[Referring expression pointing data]
--

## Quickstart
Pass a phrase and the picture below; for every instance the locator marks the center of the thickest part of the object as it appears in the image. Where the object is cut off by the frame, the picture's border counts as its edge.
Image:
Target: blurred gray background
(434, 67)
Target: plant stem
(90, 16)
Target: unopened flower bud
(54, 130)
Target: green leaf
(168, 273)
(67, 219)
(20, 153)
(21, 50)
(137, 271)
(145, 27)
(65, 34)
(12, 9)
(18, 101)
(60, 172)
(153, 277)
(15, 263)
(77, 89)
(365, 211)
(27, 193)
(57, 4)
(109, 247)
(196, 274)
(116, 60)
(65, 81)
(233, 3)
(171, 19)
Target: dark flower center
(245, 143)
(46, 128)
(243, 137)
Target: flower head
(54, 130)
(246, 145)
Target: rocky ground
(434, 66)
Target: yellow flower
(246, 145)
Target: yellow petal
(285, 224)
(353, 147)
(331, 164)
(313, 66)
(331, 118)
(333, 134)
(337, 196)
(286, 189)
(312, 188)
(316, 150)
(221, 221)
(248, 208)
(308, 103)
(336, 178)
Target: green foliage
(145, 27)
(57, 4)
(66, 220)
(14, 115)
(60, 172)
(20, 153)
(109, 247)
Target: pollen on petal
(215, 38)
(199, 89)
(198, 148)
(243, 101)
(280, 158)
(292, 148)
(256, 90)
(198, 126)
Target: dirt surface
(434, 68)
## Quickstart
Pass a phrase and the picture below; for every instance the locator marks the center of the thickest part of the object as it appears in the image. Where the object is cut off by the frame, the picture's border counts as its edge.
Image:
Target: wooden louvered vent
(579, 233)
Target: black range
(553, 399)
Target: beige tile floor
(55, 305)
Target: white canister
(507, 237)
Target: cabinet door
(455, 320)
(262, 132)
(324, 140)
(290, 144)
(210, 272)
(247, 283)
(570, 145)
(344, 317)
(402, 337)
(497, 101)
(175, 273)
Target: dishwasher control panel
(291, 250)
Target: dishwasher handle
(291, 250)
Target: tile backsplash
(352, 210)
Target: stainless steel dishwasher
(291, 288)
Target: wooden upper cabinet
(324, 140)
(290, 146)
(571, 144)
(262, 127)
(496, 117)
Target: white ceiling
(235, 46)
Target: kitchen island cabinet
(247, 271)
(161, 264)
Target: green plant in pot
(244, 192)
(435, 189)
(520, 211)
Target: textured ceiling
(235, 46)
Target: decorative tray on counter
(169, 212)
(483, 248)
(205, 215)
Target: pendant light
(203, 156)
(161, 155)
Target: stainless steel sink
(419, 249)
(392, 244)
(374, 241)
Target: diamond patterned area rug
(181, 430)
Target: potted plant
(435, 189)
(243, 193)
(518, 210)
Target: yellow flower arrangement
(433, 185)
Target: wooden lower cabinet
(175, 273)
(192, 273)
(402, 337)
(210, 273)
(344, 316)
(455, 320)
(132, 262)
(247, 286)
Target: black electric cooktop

--

Exactly reproduce every line found in the records.

## Quickstart
Pass a phrase and the picture below; for every instance the locator marks the center of the thickest part of the object as it appears in the image. Where the object is cut off by the frame, the picture's border counts as its edge.
Image:
Target: blurred gray background
(434, 67)
Target: plant stem
(90, 16)
Target: unopened flower bud
(54, 130)
Target: green leaf
(168, 273)
(67, 219)
(20, 153)
(21, 50)
(137, 271)
(145, 27)
(65, 34)
(12, 9)
(18, 101)
(60, 172)
(153, 277)
(15, 263)
(77, 89)
(365, 211)
(27, 193)
(57, 4)
(109, 247)
(196, 274)
(116, 60)
(65, 81)
(233, 3)
(171, 19)
Target: dark flower center
(245, 143)
(46, 128)
(243, 137)
Target: flower head
(54, 130)
(246, 145)
Target: rocky ground
(434, 66)
Target: yellow flower
(246, 145)
Target: yellow petal
(285, 224)
(353, 147)
(331, 164)
(313, 66)
(331, 118)
(333, 134)
(337, 196)
(286, 189)
(312, 188)
(316, 150)
(221, 221)
(248, 208)
(308, 103)
(336, 178)
Target: green foliage
(145, 27)
(57, 4)
(66, 220)
(14, 115)
(60, 172)
(20, 153)
(109, 247)
Target: pollen on petal
(215, 38)
(199, 89)
(198, 148)
(243, 101)
(280, 158)
(292, 148)
(256, 90)
(198, 126)
Target: dirt surface
(434, 68)
## Quickstart
Pass a phrase and the picture below; for every instance the locator marks the center of the thickest part of the object as it appears in the image. Where the object is cut off by the frame, the picture's border counts as its edge.
Image:
Target: wooden louvered vent
(579, 233)
Target: black range
(553, 399)
Target: beige tile floor
(55, 305)
Target: white canister
(507, 237)
Target: cabinet door
(455, 320)
(262, 132)
(324, 140)
(290, 144)
(210, 272)
(247, 283)
(570, 145)
(344, 317)
(402, 337)
(497, 101)
(175, 273)
Target: dishwasher control panel
(291, 250)
Target: dishwasher handle
(291, 250)
Target: tile backsplash
(352, 210)
Target: stainless steel dishwasher
(291, 288)
Target: wooden upper cabinet
(324, 140)
(290, 146)
(571, 144)
(262, 127)
(496, 117)
Target: white ceiling
(235, 46)
Target: kitchen island cabinet
(247, 271)
(161, 264)
Target: green plant in pot
(244, 192)
(435, 189)
(520, 211)
Target: textured ceiling
(235, 46)
Target: decorative tray on counter
(169, 212)
(483, 248)
(205, 215)
Target: pendant light
(203, 156)
(161, 155)
Target: stainless steel sink
(419, 249)
(392, 244)
(374, 241)
Target: diamond patterned area rug
(181, 430)
Target: potted plant
(435, 189)
(243, 193)
(518, 210)
Target: yellow flower arrangement
(433, 185)
Target: wooden lower cabinet
(175, 273)
(192, 273)
(402, 337)
(210, 273)
(344, 316)
(455, 320)
(132, 262)
(247, 286)
Target: black electric cooktop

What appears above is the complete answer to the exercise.